Problem >> Scan the entries for lines with the word "crack", then copy those lines.
### Dataset records ###
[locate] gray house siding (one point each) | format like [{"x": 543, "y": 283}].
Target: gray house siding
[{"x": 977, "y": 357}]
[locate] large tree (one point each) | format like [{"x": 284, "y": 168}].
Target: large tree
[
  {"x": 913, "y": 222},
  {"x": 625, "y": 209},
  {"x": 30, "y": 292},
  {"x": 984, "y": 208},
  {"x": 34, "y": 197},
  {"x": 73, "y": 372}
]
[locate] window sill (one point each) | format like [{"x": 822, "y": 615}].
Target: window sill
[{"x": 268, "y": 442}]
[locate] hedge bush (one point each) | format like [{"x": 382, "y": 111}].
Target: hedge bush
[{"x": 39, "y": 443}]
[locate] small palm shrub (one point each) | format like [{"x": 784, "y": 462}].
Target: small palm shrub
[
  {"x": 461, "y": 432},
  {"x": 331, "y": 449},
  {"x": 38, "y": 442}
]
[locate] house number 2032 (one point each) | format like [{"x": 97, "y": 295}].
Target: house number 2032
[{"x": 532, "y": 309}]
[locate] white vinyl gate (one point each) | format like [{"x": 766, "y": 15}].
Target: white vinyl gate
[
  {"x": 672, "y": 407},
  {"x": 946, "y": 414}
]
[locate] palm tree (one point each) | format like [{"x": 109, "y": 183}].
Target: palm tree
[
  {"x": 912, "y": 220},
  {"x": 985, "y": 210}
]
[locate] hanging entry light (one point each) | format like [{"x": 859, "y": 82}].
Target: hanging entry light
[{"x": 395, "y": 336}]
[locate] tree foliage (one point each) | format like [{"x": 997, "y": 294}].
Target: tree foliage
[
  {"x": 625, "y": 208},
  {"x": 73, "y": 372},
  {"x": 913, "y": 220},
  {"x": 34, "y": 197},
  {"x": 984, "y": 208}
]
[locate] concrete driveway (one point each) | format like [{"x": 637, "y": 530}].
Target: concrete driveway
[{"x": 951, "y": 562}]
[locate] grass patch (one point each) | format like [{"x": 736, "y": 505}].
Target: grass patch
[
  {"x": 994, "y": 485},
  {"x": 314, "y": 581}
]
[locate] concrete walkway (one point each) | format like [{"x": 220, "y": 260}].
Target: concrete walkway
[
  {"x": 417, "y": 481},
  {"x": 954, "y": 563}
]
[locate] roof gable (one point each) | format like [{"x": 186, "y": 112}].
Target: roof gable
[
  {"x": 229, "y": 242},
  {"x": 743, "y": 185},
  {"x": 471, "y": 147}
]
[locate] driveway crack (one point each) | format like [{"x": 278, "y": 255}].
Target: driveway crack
###
Reply to the exercise >>
[locate] driveway crack (one point each) | format like [{"x": 278, "y": 255}].
Target: driveway crack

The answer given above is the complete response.